§ **WHAT NEEDS TO BE DONE**
Without the pictures, give the entries below again exactly as written.

===== PROVIDED INFORMATION

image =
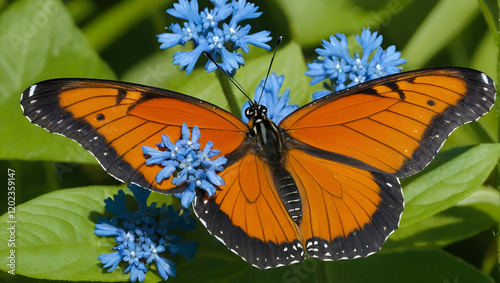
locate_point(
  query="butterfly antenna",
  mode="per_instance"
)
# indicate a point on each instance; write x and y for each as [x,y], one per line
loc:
[235,83]
[278,42]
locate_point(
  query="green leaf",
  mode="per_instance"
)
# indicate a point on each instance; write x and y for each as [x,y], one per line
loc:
[310,23]
[54,236]
[476,213]
[441,187]
[115,22]
[40,41]
[490,12]
[436,31]
[408,266]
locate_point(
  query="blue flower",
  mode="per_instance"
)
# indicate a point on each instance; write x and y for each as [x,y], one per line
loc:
[143,236]
[186,164]
[342,70]
[277,106]
[216,31]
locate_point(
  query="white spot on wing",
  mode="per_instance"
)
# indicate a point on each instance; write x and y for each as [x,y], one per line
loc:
[32,90]
[485,78]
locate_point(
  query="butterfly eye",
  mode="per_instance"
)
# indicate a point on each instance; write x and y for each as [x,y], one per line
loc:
[263,109]
[249,112]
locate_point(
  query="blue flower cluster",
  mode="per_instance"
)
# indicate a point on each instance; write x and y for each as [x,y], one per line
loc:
[193,166]
[212,31]
[277,106]
[144,236]
[335,62]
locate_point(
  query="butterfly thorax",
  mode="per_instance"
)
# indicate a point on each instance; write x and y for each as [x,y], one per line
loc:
[268,142]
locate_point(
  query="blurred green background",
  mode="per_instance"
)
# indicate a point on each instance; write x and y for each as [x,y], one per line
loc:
[455,242]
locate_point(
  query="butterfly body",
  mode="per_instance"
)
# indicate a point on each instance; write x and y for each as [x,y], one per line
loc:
[322,183]
[270,144]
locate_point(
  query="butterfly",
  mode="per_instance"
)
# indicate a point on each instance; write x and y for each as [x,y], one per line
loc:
[322,183]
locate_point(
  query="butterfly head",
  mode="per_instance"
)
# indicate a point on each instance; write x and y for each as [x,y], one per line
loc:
[256,112]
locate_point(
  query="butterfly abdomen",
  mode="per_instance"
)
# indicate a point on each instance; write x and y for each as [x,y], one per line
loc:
[288,192]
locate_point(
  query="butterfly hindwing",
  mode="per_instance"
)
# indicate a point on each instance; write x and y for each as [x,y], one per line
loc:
[248,216]
[395,124]
[347,212]
[113,120]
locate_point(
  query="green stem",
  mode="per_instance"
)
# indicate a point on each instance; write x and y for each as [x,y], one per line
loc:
[228,93]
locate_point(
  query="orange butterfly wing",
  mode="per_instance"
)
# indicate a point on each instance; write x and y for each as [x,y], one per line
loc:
[395,124]
[248,216]
[113,120]
[344,151]
[347,150]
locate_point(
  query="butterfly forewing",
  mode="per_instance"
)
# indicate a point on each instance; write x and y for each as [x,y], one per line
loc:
[113,120]
[397,123]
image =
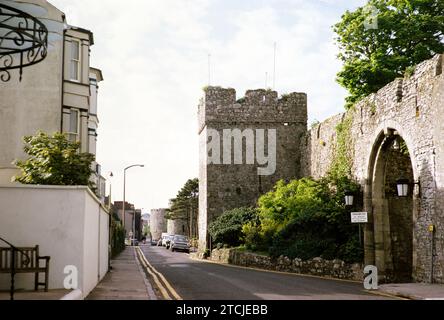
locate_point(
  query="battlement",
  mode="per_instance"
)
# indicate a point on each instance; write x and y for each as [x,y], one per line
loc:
[406,94]
[220,105]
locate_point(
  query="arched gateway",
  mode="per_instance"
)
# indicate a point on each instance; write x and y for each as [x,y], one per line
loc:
[392,198]
[396,134]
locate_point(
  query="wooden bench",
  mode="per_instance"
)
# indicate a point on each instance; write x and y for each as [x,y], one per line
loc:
[25,260]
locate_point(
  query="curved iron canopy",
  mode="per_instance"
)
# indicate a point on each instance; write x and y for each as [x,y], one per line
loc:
[23,41]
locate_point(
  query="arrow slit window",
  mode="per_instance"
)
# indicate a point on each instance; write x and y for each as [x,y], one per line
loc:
[75,60]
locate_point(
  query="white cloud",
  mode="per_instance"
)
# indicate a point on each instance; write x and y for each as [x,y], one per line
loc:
[154,58]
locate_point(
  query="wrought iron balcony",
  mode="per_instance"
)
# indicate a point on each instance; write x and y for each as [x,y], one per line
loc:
[23,41]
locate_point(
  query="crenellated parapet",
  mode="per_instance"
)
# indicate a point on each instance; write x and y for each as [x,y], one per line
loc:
[221,105]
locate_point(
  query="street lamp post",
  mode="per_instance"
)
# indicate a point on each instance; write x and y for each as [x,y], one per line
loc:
[124,190]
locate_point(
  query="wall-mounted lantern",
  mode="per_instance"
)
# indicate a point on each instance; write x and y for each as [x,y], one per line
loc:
[402,186]
[349,199]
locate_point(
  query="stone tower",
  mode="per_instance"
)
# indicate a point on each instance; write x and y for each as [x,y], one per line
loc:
[158,223]
[236,137]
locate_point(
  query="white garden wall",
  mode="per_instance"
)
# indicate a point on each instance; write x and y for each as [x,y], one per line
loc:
[68,223]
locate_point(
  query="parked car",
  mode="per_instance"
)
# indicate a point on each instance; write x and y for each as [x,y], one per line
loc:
[180,243]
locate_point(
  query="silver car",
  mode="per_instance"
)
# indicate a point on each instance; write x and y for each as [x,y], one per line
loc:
[180,243]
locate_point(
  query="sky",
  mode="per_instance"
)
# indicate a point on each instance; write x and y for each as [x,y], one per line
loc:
[154,58]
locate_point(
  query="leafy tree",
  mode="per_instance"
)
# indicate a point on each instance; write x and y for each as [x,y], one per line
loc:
[54,160]
[408,32]
[227,229]
[306,218]
[185,205]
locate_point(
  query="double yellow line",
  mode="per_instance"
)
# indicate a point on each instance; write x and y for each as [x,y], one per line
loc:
[164,286]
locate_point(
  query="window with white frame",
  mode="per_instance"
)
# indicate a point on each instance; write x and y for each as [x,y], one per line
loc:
[74,126]
[75,60]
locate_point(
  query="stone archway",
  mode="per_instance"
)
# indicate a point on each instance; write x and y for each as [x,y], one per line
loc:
[390,236]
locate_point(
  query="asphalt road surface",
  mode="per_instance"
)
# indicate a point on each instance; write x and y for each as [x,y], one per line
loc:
[197,280]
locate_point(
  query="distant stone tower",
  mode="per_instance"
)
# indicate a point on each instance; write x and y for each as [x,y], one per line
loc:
[236,175]
[158,223]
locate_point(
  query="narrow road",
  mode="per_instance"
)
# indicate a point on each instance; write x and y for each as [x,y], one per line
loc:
[197,280]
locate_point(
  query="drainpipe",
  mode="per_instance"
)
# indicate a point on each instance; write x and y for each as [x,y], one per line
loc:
[432,230]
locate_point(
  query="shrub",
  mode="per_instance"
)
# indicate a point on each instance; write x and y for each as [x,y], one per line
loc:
[54,160]
[227,229]
[305,219]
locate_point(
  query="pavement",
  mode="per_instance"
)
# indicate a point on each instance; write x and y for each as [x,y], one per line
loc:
[36,296]
[414,291]
[126,281]
[201,280]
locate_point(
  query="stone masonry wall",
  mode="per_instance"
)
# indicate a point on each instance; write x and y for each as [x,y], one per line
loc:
[178,227]
[317,266]
[158,223]
[224,187]
[414,107]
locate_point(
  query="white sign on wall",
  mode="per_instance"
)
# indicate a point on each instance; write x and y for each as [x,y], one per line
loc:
[359,217]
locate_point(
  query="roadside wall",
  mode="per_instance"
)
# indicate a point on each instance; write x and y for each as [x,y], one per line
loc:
[68,223]
[317,266]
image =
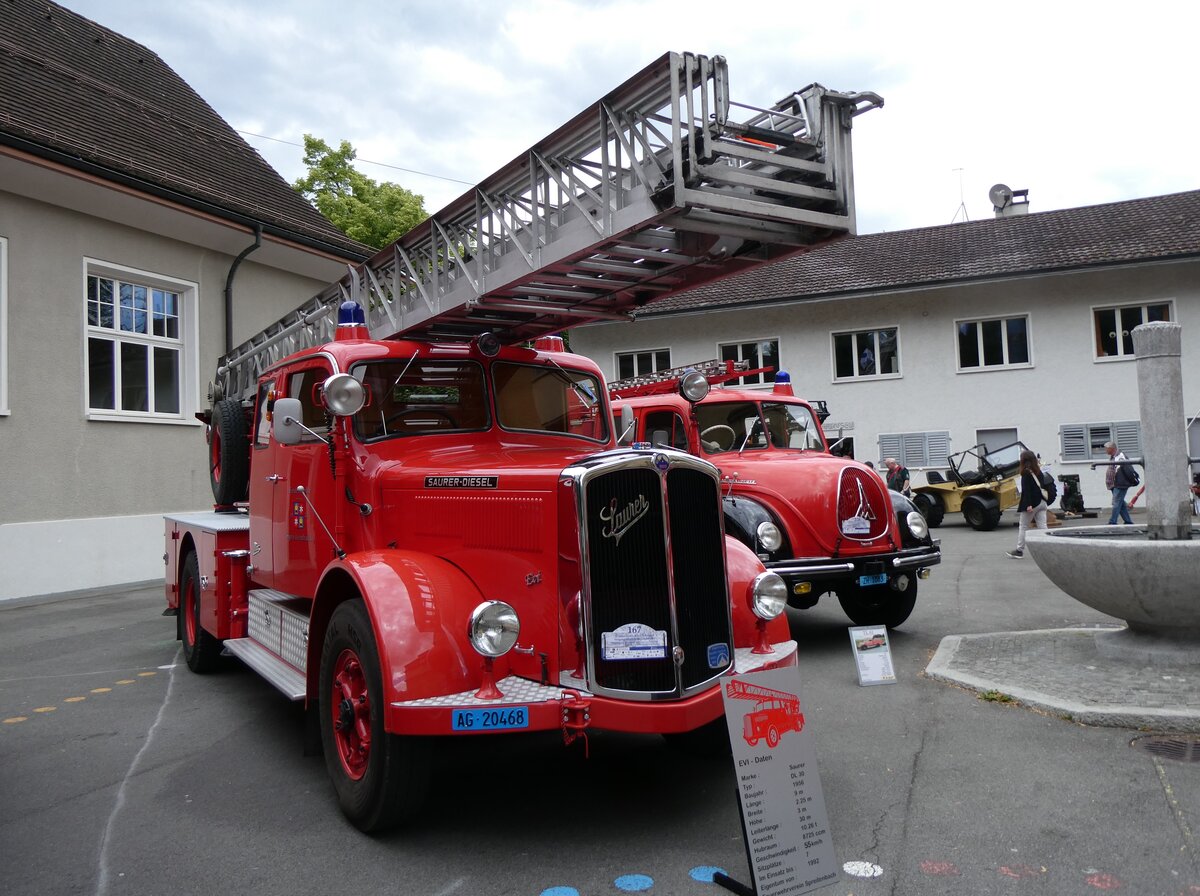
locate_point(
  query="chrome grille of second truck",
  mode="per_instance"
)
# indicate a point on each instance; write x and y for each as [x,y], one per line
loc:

==========

§ **TASK RESULT**
image =
locate_point(
  query="butterfly antenna",
  mode="per_instance"
)
# indicate a point on each instance; write x and y for each as [x,y], one per line
loc:
[235,83]
[278,42]
locate_point(
  query="green leaf",
  mode="per_instance"
)
# indicate a point on each instance; write x and y for each as [x,y], one per line
loc:
[310,23]
[54,236]
[476,213]
[441,187]
[115,22]
[40,41]
[490,12]
[436,31]
[408,266]
locate_point(
  query="blue flower",
  mode="per_instance"
)
# indicate a point on each instance; write x and y for each as [x,y], one per line
loc:
[143,236]
[186,164]
[342,70]
[277,106]
[216,31]
locate_point(
  query="white spot on wing",
  mode="per_instance"
)
# indicate a point on each instance; write x and y for each as [x,y], one per line
loc:
[32,90]
[485,78]
locate_point(
  query="butterfly eye",
  mode="per_instance"
)
# indicate a point on each instance; write x and y for each as [x,y], one per line
loc:
[263,109]
[249,112]
locate_point(
  query="blue flower cluster",
  mode="per_instance"
)
# indicate a point on each instance; write x and y for each as [x,y], one per line
loc:
[193,166]
[212,31]
[277,106]
[144,236]
[335,62]
locate_point(
  query="butterfly thorax",
  mode="per_instance"
)
# indicate a point on each instance; write x and y for each as [x,y], one per line
loc:
[268,142]
locate_point(
  query="blurred green background",
  mode="per_instance"
)
# indicate a point on each instance; write x and y for each as [x,y], one per line
loc:
[455,242]
locate_point(
  query="butterfly body",
  mode="per_instance"
)
# indicate a point on each instance; write x and y for each as [x,y], one per line
loc:
[322,183]
[270,144]
locate_point(
  query="butterfly",
  mode="per_instance"
)
# indicate a point on each instance; write x and y for each as [x,y], one per line
loc:
[322,183]
locate_point(
  query="butterfly head",
  mode="per_instance"
)
# indicate a point on each instance; write x and y for each as [x,y], one per line
loc:
[256,112]
locate_point(
  query="butterfly abdomen",
  mode="per_instance"
)
# indicate a point on each instance; write x and y for each as [x,y], one per line
loc:
[288,192]
locate_point(
  query="butterfly hindwing",
  mode="per_instance"
)
# indicate a point on each instance; write x and y for each as [x,y], one per line
loc:
[248,216]
[395,124]
[347,212]
[113,120]
locate_point(
  query="green stem",
  mode="per_instance"
)
# indicate a point on each instance; write x and y for each as [x,y], one per line
loc:
[228,93]
locate_point(
  query="orange butterfly wing",
  mode="per_instance"
)
# indicate a point on each instance; write x and y for each as [x,y], one per line
loc:
[395,124]
[248,216]
[113,120]
[344,151]
[347,150]
locate_point(
  query="butterfly forewing",
  mode="per_instance"
)
# indicate a point on each instance; write x and y for each as [x,y], one per line
loc:
[113,120]
[397,123]
image =
locate_point(
  query="battlement",
  mode="per_instance"
)
# indicate a point on each instance; write x and y for each as [x,y], one per line
loc:
[406,94]
[220,105]
locate_point(
  query="arched gateway",
  mode="per_instance"
)
# indicate a point on each instance; write x and y for each as [x,y], one per line
loc:
[392,198]
[396,134]
locate_point(
  query="wooden bench",
  mode="per_instance"
)
# indicate a point on each instance; write x and y for each as [x,y], one per line
loc:
[25,260]
locate_point(
  query="curved iron canopy",
  mode="per_instance"
)
# indicate a point on each instance; write x and y for each as [x,y], one per line
loc:
[23,41]
locate_point(
  query="arrow slit window",
  mode="per_instance"
)
# indicate a point on each instance; write x and y for each as [x,y], one per line
loc:
[75,60]
locate_point(
  query="white cloud",
  mode="per_instance"
)
# indicate a point on each instance; write x and y for each as [x,y], one per line
loc:
[154,58]
locate_point(
  query="wrought iron balcony",
  mode="per_instance"
)
# indicate a point on each instance; write x and y for each as [x,y], one per line
loc:
[23,41]
locate_point(
  query="crenellated parapet",
  mode="per_instance"
)
# indicate a point on each instance; write x and y for each as [x,y], one per line
loc:
[221,105]
locate_point(
  query="street lamp post",
  mode="per_instance"
)
# indicate a point on each instance; write x and y for each as [x,y], one per line
loc:
[124,190]
locate_point(
  query="wall-mounted lantern",
  mode="per_instance"
)
# indicate a point on each instance; write x and y for each as [x,y], one per line
loc:
[402,186]
[349,199]
locate_point(
  query="stone tower",
  mode="per_instance"
)
# indicate a point on each instance; write x and y for each as [x,y], one per line
loc:
[158,223]
[236,137]
locate_point(
  query="white garden wall",
  mode="per_instance"
)
# indicate a point on each instance; write x and y for each as [x,y], one per line
loc:
[68,223]
locate_point(
  query="parked car",
  mode="per_instance"
)
# indicate a point on each instance; write x and y for each as [x,y], one per line
loc:
[180,243]
locate_point(
  query="silver car",
  mode="per_instance"
)
# indicate a point on each instance; write x and y for each as [x,y], one per line
loc:
[180,243]
locate_point(
  query="sky",
  mode="per_instance"
)
# indicate a point on each instance; write x and y for each as [x,y], one per line
loc:
[154,58]
locate_point(
  query="leafy tree",
  mode="per_instance"
)
# indicate a point on each instance; write x and y for each as [x,y], one per line
loc:
[54,160]
[408,32]
[227,229]
[306,218]
[185,205]
locate_point(
  query="double yellow line",
  mode="per_instance"
)
# indicate a point on each instance; write x and y for each as [x,y], one per line
loc:
[164,286]
locate_point(
  query="window with white frame",
  mode="per_instance"
)
# indicate a point on each instance; write x and y for each as [x,y], one per line
loc:
[74,126]
[75,60]
locate_point(
  query="stone archway",
  mode="per_instance"
)
# indicate a point on each instance; write x and y for each as [x,y], one per line
loc:
[390,236]
locate_point(
  query="asphalt road surface",
  mode="per_instance"
)
# indicate a point on each instance; write x and y for each as [x,y], one per line
loc:
[197,280]
locate_point(
  query="distant stone tower",
  mode="per_instance"
)
# indicate a point on each instance; write x and y for each as [x,y], one per line
loc:
[236,175]
[158,223]
locate_point(
  query="narrow road",
  mode="per_instance"
)
# indicate a point on each instance; write x and y for each as [x,y], one per line
loc:
[197,280]
locate_point(
  query="drainpipe",
  mode="per_instance"
)
# indicate a point on each instance; write x and y for each as [x,y], one per line
loc:
[432,230]
locate_point(
  query="shrub",
  mode="per_instance"
)
# indicate a point on each instance; write x and y for each as [x,y], one per line
loc:
[54,160]
[227,229]
[305,219]
locate_point(
  query="pavement",
  mode="per_instance"
)
# indicate a point on each instance; write x and y for each as [x,y], one per line
loc:
[36,296]
[414,291]
[126,281]
[201,280]
locate_point(
  query="stone masonry wall",
  mode="per_instance"
)
# indicate a point on each instance; write x and y for each as [x,y], one per line
loc:
[178,227]
[317,266]
[158,223]
[224,187]
[414,107]
locate_point(
  query="white sign on wall",
  mode="per_instance"
)
# indicate a point on each instance; write x and y for each as [x,y], one per line
loc:
[359,217]
locate_point(
  query="roadside wall",
  mode="per_instance"
)
# indicate a point on each instance; write x and y for each as [x,y], one per line
loc:
[68,223]
[317,266]
image =
locate_point(
  query="chrome grille of second truck",
  mode="per_instance"
)
# indicate a point on each instance; write x and y for each as [x,y], one per line
loc:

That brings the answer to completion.